:: SELECTED EXTRACT ::
- Opening Delimiter -

Ned Simmons wrote in article ...

Next time you stop by "Liberty Tool" (I'm going there this afternoon) take note of the sales tax certificate on display in the glass case to the left of the counter.

The business was originally named "Tacky Harry's"....which I feel is much more appropriate...

Reply to
Bob Paulin

Oh, the Chinese are more interested in getting US dollars than their own currency, I'm sure.

Reply to
Tim Wescott

Garage sales, liquidation sales, HF, "home improvement stores".

i
Reply to
Ignoramus27209

I live within walking of Liberty Tools.

Uwe

Reply to
Uwe

I missed the staff meeting but the minutes show Greg Postma wrote back on Thu, 17 Mar 2005 21:04:04 -0600 in rec.crafts.metalworking :

Ben's Loans (pawnshop), Hardwicks (local store), Enco (mail order).

- Closing Delimiter -

:: SOURCE MATERIAL ::
- Opening Delimiter -

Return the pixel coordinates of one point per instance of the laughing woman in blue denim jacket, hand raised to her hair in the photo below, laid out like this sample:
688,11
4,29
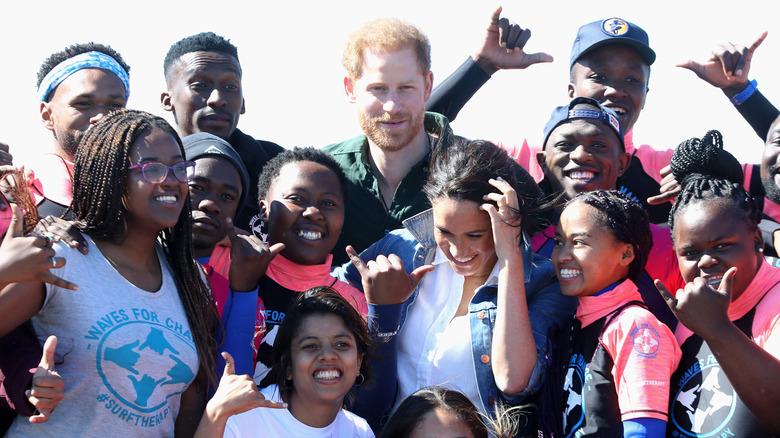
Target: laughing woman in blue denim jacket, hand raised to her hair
471,249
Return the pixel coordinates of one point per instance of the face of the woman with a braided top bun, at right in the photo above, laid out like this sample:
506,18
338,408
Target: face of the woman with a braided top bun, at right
710,237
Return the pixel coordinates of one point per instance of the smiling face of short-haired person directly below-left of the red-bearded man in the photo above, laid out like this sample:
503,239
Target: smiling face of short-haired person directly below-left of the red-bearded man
305,208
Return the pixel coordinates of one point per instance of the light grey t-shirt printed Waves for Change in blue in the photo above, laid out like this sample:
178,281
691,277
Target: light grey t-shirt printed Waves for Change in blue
126,354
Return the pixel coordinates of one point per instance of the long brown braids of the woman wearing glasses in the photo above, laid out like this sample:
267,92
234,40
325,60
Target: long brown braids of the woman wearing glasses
99,177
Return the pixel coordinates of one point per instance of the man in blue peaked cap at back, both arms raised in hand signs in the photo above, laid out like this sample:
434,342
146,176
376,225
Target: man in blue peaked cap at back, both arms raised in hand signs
610,62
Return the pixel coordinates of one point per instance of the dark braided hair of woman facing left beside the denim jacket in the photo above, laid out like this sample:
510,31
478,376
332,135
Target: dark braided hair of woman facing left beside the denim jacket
626,219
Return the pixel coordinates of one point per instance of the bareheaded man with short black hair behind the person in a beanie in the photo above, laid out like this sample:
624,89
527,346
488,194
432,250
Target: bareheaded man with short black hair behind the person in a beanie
203,75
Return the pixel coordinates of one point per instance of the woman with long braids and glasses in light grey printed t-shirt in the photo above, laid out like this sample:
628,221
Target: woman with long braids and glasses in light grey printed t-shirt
135,339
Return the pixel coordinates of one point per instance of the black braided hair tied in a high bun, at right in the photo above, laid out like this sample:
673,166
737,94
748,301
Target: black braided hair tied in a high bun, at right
706,171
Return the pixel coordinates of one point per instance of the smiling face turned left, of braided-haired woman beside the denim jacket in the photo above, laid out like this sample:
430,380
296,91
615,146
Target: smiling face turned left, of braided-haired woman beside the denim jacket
587,256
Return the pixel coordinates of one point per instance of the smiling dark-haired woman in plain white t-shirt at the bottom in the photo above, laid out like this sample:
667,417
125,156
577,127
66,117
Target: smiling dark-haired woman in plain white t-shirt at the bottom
321,351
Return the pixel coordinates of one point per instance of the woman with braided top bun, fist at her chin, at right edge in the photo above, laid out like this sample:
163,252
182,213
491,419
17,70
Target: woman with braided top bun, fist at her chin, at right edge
727,381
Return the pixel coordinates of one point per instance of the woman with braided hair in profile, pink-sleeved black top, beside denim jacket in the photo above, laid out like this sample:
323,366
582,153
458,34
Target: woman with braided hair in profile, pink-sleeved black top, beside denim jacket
613,379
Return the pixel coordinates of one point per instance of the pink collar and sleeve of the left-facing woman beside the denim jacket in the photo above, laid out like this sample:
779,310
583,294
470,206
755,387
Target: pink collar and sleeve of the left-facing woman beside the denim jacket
644,351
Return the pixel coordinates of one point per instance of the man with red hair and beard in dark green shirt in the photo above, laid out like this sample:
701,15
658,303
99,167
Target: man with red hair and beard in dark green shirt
389,80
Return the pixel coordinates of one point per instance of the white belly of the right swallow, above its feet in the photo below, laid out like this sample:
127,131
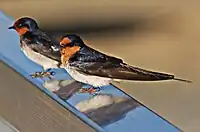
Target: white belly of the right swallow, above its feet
87,79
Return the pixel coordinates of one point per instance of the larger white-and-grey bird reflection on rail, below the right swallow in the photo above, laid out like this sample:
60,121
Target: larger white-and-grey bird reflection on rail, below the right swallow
105,109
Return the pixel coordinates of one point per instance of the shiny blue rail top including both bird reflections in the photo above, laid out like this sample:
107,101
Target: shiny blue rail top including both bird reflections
109,110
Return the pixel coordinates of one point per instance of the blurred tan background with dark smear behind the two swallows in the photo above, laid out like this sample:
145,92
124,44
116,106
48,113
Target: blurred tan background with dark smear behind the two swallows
160,35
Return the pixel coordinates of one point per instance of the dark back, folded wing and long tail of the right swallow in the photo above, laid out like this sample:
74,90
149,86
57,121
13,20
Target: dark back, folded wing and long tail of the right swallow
92,62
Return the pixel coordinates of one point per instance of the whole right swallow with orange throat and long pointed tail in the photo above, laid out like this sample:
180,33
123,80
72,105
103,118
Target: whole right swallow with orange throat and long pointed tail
97,69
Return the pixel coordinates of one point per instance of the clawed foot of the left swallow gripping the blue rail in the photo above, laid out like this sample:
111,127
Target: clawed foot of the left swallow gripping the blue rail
43,74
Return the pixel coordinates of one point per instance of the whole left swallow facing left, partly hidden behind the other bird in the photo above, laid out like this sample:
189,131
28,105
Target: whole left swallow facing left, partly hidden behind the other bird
37,45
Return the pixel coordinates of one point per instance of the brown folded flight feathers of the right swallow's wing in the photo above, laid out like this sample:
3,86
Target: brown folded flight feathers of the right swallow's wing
119,71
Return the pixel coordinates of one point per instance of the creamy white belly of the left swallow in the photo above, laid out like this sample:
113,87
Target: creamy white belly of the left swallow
38,58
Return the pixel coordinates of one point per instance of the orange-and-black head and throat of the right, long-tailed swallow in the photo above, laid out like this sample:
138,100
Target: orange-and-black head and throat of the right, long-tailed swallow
70,44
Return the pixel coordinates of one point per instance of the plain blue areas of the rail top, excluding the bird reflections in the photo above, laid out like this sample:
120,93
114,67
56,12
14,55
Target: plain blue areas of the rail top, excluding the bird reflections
138,120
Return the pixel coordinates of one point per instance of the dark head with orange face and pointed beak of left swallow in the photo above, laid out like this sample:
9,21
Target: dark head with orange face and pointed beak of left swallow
24,25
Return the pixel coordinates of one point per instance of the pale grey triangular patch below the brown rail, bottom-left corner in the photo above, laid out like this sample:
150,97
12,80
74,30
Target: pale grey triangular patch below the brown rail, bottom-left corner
6,126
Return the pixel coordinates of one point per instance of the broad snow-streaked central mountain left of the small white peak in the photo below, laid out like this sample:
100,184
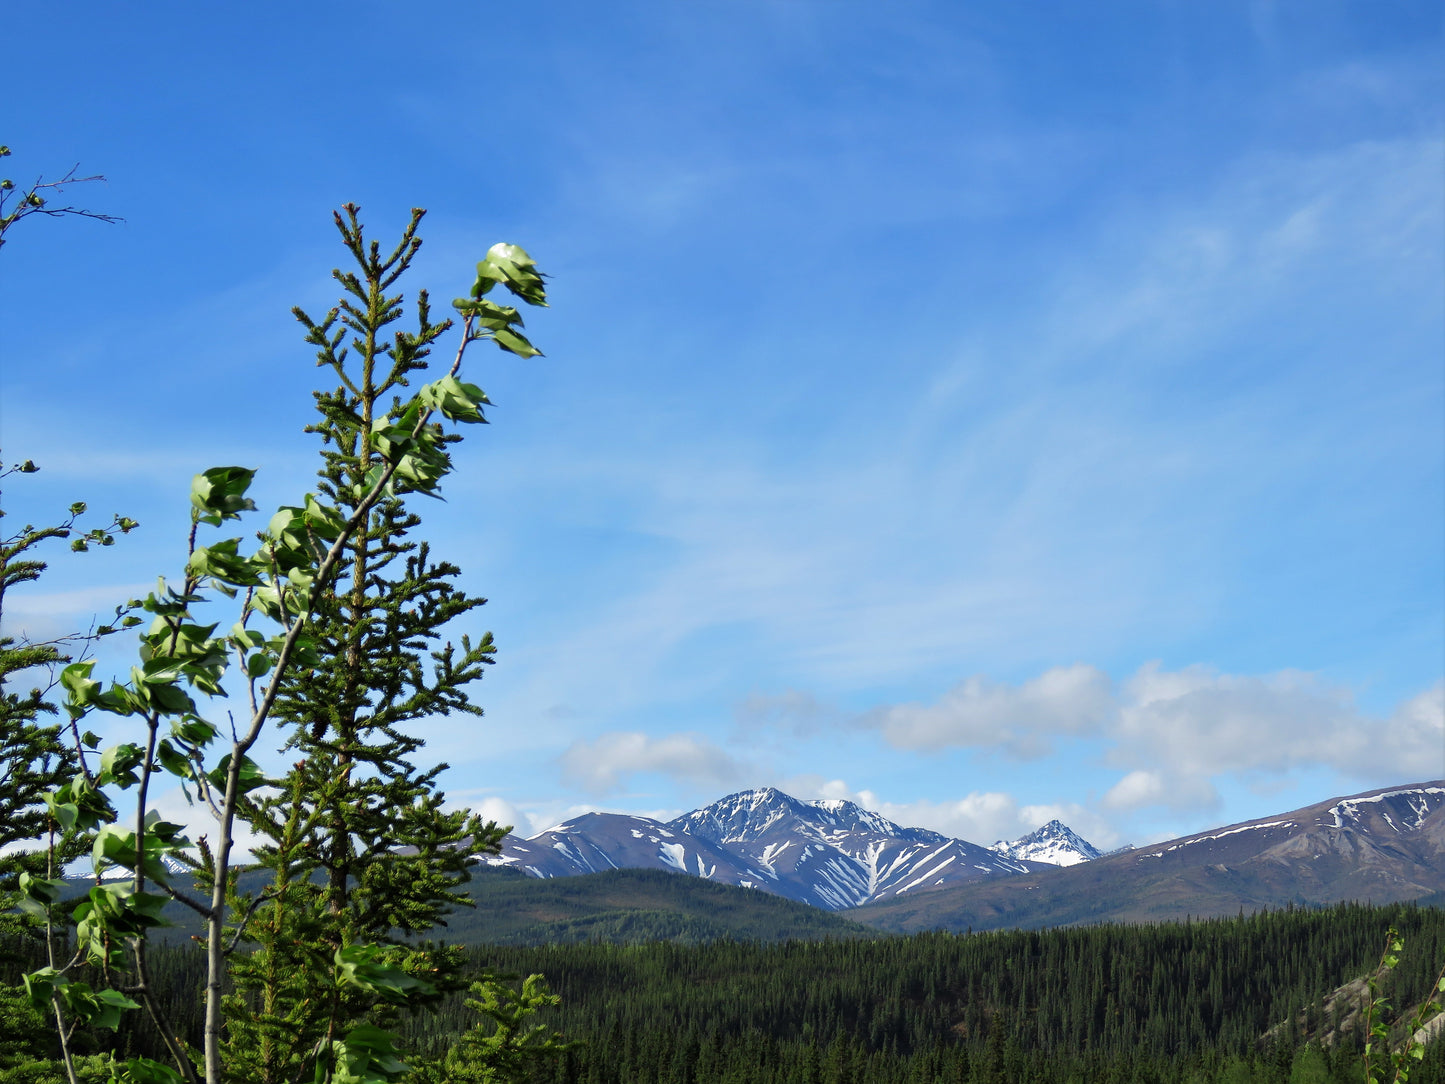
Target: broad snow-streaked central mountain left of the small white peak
829,853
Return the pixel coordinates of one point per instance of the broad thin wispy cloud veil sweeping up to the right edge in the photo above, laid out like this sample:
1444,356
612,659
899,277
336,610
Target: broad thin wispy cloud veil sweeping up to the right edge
1045,496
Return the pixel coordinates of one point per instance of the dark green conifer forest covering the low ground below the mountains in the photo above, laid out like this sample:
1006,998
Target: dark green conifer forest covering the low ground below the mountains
1177,1004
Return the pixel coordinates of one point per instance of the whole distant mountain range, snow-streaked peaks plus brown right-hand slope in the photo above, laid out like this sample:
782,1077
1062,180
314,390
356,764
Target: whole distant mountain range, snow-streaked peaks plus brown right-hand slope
1381,846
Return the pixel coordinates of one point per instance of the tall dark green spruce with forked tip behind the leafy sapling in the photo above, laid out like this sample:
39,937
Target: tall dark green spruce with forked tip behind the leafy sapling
359,848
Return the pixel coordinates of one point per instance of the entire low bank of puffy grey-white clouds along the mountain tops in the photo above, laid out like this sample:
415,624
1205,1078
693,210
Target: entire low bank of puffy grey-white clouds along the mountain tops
1168,738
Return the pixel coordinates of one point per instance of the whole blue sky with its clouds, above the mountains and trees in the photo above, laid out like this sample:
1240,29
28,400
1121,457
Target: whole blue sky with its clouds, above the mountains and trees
986,413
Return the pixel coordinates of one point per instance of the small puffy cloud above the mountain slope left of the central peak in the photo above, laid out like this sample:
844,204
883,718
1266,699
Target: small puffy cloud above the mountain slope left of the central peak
605,765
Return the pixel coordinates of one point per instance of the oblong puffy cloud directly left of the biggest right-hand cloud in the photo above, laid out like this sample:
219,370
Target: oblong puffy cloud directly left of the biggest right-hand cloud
1017,719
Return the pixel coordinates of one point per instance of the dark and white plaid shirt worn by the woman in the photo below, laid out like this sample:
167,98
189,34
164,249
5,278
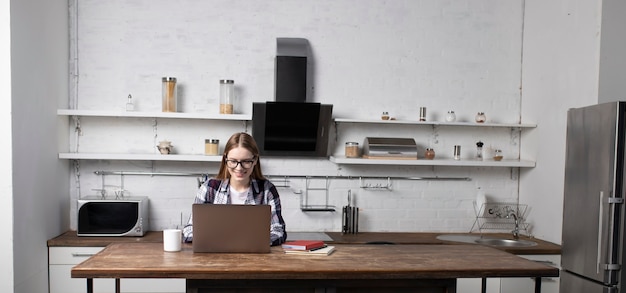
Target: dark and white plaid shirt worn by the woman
216,191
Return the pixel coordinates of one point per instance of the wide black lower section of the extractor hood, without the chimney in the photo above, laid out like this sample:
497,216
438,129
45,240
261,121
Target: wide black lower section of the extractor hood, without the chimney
292,128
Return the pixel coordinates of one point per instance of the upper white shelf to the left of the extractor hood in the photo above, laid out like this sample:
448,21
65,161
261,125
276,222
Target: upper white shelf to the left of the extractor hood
168,115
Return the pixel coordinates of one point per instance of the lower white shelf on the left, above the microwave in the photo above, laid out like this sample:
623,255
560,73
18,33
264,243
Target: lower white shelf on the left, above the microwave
139,157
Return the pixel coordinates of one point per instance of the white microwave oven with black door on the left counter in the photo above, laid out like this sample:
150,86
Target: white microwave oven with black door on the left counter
99,216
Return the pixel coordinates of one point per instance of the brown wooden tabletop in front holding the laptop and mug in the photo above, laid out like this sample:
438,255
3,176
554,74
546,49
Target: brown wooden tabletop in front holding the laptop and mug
148,260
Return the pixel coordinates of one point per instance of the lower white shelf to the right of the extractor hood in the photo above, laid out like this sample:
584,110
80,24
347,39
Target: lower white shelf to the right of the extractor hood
436,162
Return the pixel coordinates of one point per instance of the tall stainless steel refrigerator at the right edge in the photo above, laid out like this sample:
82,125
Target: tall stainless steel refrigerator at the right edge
593,203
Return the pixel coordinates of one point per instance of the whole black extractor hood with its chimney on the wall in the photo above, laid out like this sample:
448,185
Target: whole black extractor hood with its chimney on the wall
292,125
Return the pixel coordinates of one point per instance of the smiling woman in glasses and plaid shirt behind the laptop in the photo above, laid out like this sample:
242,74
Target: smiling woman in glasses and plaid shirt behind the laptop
240,181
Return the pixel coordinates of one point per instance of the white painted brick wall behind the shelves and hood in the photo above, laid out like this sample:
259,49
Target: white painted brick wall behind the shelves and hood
370,56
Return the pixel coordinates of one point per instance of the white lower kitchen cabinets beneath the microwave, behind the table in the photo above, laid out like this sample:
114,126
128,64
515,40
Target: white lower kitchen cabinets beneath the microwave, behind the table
62,259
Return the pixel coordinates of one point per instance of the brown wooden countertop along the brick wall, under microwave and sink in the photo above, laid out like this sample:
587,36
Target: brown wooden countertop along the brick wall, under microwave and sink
70,238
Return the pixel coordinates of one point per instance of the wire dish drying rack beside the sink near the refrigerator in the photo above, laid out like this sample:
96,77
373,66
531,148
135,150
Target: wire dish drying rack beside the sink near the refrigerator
499,216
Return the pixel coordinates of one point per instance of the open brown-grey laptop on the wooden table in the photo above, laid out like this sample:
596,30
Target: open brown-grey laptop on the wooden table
230,228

- Closing Delimiter -

:: EXERCISE SET ::
a: In the forum thread, where is the sales tax certificate at Liberty Tool displayed?
b: Retype the stretch of the forum thread from "Ned Simmons wrote" through "of the counter.".

:: ANSWER SECTION ::
a: In the glass case to the left of the counter.

b:
Ned Simmons wrote in article ...

Next time you stop by "Liberty Tool" (I'm going there this afternoon) take note of the sales tax certificate on display in the glass case to the left of the counter.